Answer these questions from the Kentucky election extract:
1. In how many counties did Republican candidates win the Circuit Court Clerk race?
2. How long is a mayor's term in Kentucky?
3. For what term length were city council members elected?

— Begin PAGE EXTRACT —

Each county elected a Circuit Court Clerk to a six-year term. Republican candidates won in 76 counties, while Democrats won 44.

==Local offices==
===Mayors===
Mayors in Kentucky are elected to four-year terms, with cities holding their elections in either presidential or midterm years. Cities with mayoral elections in 2024 included Ashland, Bowling Green, Covington, Frankfort, Newport, Owensboro, and Paducah. Special elections were held for unexpired terms in Brandenburg and Prestonsburg.

Summary of elections
| City | Incumbent |  |  | Candidates |
| Mayor | First elected | Status |
| Ashland | Matt Perkins | 2020 | Incumbent retired. | Chuck Charles 51.5%; Joshua Blanton 48.%; |
| Bowling Green | Todd Alcott | 2020 | Incumbent re-elected. | Todd Alcott 52.7%; Patti Minter 47.3%; |
| Brandenburg (special) | David Pace | 2024 | Incumbent retired. | Bruce Fackler; |
| Covington | Joseph U. Meyer | 2016 | Incumbent retired. | Ronald Washington; |
| Frankfort | Layne Wilkerson | 2020 | Incumbent re-elected. | Layne Wilkerson 62.0%; Katrisha Waldridge 38.0%; |
| Newport | Thomas Guidugli | 2020 | Incumbent re-elected. | Thomas Guidugli; |
| Owensboro | Tom Watson | 2016 | Incumbent re-elected. | Tom Watson 56.9%; Pamela Smith-Wright 43.1%; |
| Paducah | George Bray | 2020 | Incumbent re-elected. | George Bray 70.2%; David Guess 29.8%; |
| Prestonsburg (special) | Rick Hughes | 2024 | Incumbent re-elected | Rick Hughes 56.0%; David Gearheart 30.4%; Danny Martin 13.6%; |

===City Councils===
Each incorporated city elected its council members to a two-year term.

— End PAGE EXTRACT —
— Begin INFORMATION SHOWN —

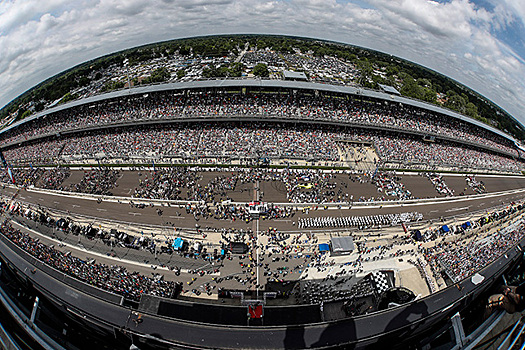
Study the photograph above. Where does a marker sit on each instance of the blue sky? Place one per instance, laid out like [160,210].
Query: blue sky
[480,43]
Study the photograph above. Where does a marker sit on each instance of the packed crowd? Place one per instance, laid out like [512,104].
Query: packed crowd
[462,258]
[360,222]
[439,184]
[304,106]
[230,141]
[113,278]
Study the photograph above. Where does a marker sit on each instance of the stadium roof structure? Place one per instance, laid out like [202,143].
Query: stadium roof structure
[270,83]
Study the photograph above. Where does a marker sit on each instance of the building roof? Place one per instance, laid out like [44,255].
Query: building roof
[389,89]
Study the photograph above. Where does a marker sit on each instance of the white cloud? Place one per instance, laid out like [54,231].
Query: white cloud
[41,38]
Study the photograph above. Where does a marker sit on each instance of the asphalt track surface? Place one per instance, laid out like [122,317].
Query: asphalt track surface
[174,216]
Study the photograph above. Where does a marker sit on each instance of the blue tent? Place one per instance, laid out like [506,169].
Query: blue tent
[177,243]
[324,248]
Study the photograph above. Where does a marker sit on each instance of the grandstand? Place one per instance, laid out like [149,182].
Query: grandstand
[126,206]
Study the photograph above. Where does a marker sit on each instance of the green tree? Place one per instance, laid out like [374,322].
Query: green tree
[181,73]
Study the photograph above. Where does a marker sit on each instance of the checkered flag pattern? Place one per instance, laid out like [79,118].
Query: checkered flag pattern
[380,281]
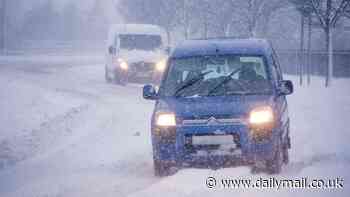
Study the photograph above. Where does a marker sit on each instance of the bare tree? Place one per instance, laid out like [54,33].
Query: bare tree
[328,13]
[3,25]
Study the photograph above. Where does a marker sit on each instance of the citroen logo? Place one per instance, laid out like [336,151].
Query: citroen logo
[212,121]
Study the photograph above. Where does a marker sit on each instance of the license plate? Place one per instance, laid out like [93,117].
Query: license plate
[213,140]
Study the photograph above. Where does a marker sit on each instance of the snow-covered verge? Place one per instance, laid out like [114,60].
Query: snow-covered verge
[65,132]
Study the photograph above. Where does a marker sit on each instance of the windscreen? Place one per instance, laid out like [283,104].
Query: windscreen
[140,42]
[217,76]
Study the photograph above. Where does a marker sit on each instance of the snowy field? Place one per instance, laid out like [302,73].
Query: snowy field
[66,133]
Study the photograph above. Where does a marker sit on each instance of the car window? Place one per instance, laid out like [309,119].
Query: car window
[251,75]
[277,66]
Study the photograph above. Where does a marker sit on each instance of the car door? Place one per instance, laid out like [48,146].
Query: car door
[281,101]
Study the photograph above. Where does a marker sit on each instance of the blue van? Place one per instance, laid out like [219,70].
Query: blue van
[221,102]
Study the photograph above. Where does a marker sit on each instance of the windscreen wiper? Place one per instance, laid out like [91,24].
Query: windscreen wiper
[227,79]
[191,82]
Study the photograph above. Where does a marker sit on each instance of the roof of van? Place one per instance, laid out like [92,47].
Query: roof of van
[217,46]
[145,29]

— End INFORMATION SHOWN —

→ EXPECTED ANSWER
1. 76
2. Four years
3. Two years